Exercise brief:
Within the records below is a range that opens at the line with "x=677, y=447" and closes at the line with "x=32, y=220". Return that range word for word, both ends included, and only that range.

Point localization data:
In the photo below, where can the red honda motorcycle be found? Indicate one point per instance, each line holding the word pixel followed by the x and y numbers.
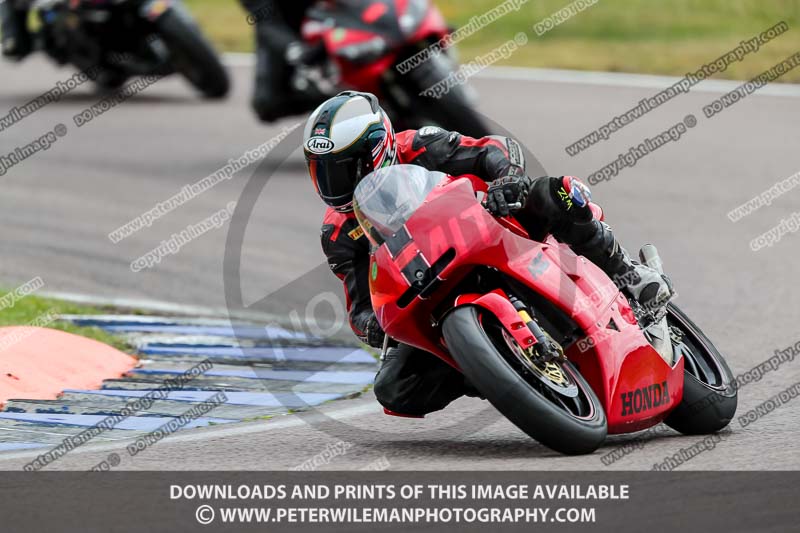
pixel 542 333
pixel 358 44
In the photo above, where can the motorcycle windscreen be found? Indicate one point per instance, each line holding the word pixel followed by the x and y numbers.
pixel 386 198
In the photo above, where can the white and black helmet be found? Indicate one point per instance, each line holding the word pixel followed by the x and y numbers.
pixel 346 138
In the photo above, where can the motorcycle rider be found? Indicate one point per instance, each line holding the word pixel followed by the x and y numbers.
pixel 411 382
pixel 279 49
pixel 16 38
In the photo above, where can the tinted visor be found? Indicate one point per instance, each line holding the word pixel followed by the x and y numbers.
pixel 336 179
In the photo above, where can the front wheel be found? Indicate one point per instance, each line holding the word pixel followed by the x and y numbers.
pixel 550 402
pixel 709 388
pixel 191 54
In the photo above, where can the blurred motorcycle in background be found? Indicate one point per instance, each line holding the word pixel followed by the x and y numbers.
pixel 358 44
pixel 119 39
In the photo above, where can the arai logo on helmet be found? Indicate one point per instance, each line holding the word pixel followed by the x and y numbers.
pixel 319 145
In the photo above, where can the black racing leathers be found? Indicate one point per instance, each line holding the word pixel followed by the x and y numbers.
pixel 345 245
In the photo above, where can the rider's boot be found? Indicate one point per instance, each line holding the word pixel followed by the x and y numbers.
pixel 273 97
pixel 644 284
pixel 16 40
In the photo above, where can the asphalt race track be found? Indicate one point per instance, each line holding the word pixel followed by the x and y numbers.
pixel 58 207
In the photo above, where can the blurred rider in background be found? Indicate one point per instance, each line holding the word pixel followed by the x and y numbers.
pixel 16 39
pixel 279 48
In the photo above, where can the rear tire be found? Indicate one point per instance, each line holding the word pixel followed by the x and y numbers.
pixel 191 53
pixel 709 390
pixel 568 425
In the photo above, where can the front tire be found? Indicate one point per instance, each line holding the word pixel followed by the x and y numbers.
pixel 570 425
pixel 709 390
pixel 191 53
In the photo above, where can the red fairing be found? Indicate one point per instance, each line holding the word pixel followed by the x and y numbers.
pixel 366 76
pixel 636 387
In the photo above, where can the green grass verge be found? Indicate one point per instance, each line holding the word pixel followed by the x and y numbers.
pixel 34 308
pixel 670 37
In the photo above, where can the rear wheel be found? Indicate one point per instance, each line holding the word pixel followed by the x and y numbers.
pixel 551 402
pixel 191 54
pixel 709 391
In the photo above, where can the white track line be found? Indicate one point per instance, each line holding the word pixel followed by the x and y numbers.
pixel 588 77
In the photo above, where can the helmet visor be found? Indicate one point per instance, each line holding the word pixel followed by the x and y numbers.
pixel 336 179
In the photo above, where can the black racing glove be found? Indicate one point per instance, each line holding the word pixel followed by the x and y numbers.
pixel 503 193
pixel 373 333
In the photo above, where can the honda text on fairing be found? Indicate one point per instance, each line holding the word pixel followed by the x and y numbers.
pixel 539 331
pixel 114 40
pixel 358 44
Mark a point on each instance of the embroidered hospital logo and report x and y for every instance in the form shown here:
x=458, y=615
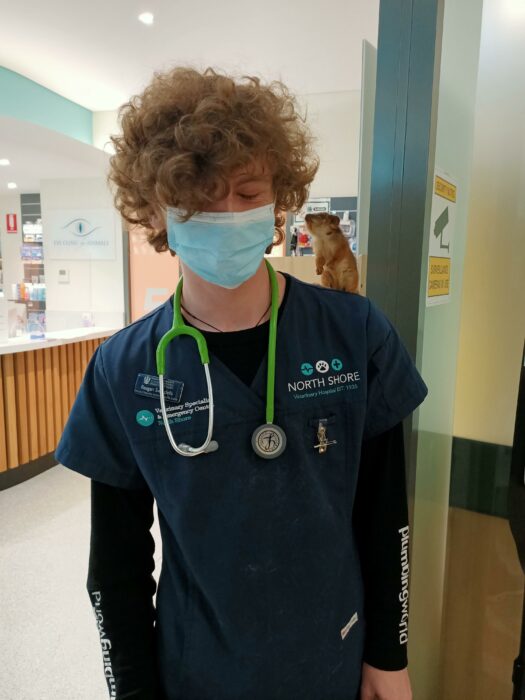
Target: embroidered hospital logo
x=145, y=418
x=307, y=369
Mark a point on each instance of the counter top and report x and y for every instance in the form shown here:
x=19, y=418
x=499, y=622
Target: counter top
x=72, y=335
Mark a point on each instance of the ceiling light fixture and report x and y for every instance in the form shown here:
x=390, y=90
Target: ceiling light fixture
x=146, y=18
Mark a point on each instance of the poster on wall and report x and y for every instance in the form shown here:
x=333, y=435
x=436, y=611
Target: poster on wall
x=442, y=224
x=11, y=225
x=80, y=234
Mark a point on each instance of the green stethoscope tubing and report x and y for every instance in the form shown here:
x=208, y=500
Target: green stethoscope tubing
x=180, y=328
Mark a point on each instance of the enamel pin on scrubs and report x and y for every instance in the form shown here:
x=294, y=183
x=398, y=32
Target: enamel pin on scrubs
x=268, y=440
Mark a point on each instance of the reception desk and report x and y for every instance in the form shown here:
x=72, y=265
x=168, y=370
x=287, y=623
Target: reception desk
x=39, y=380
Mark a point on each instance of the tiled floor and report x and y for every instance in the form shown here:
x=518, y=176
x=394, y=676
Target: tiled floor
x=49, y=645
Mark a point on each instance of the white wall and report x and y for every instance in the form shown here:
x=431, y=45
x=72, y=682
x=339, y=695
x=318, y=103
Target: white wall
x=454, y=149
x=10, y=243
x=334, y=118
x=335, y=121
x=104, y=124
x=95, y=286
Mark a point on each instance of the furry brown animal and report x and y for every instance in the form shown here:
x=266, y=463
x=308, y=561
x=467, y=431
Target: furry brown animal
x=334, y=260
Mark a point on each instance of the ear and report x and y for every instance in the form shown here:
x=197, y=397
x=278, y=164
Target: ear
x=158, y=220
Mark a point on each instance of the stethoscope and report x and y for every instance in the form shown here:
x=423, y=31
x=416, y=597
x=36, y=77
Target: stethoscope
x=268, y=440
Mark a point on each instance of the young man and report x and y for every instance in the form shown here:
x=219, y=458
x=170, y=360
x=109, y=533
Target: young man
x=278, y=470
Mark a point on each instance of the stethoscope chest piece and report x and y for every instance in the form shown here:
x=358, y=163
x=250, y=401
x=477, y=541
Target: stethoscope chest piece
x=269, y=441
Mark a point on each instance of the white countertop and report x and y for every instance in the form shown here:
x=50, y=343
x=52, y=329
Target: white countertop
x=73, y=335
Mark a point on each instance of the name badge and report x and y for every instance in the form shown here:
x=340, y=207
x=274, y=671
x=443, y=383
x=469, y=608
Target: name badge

--

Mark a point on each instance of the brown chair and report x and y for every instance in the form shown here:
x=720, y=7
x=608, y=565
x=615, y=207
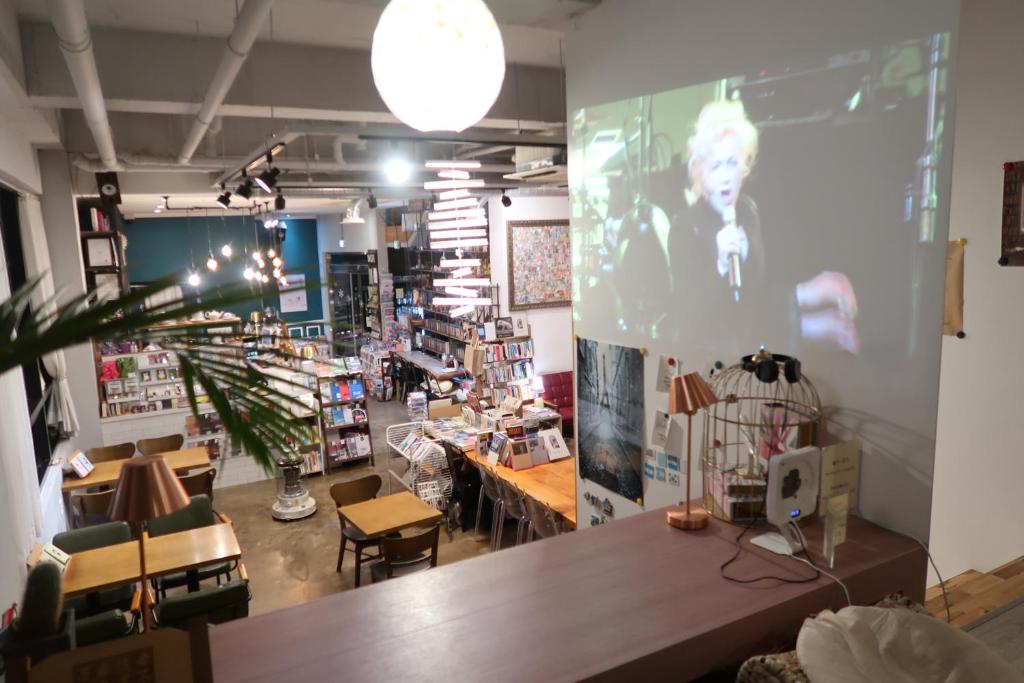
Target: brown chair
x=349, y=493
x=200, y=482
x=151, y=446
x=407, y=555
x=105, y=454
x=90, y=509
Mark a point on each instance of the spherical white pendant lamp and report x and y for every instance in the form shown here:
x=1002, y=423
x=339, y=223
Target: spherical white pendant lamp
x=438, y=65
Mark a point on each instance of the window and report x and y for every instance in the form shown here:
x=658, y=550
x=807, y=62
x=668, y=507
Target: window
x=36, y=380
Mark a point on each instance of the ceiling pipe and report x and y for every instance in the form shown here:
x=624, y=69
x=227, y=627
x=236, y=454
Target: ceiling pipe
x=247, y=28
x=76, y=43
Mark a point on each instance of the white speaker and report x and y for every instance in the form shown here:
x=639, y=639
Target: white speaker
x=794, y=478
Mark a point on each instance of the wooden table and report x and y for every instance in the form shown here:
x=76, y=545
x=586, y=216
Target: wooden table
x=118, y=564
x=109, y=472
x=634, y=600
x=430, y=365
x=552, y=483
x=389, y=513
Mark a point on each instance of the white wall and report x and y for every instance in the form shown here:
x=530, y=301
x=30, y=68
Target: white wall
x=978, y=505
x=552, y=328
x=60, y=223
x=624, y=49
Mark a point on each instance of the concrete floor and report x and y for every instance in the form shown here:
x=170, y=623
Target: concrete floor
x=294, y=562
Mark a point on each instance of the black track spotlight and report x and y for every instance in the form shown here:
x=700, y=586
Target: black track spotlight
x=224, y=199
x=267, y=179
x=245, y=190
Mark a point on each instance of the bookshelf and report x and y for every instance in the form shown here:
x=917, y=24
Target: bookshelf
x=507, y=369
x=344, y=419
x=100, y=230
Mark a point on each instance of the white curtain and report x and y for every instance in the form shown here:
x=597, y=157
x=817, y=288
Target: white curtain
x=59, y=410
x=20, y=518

---

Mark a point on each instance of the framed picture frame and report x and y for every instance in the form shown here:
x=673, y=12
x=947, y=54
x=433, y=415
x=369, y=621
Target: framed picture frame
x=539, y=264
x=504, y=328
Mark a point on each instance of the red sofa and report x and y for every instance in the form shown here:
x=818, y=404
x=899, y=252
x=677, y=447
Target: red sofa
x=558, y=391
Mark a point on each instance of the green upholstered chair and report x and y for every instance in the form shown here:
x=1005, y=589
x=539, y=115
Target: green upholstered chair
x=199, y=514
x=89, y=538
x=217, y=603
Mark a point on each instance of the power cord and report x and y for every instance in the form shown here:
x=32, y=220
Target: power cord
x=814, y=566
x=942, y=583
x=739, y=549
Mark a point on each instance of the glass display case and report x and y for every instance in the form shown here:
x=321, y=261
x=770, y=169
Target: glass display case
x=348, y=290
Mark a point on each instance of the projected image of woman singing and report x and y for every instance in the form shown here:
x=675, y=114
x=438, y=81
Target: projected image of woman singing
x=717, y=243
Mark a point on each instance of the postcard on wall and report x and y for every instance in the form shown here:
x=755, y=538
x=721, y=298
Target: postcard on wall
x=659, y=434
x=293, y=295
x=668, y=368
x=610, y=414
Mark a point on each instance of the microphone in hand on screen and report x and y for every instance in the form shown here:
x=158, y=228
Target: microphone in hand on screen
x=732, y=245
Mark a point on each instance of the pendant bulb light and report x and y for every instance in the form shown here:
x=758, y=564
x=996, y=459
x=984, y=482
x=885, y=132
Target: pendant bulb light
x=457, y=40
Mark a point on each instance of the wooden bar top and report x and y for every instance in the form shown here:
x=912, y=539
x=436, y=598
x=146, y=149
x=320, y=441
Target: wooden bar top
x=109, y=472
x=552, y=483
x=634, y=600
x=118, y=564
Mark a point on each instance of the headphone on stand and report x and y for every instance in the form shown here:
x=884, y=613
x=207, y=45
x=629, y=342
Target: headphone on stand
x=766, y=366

Result:
x=677, y=447
Target: red sofa
x=558, y=391
Mark a point on each instance of the green upholstered chair and report x and y for every instance in the form shown here:
x=1005, y=589
x=539, y=115
Target: green upholstered chair
x=199, y=514
x=89, y=538
x=217, y=603
Mark a point on each instance of the power cord and report x and y for every instance in the form shown here:
x=32, y=220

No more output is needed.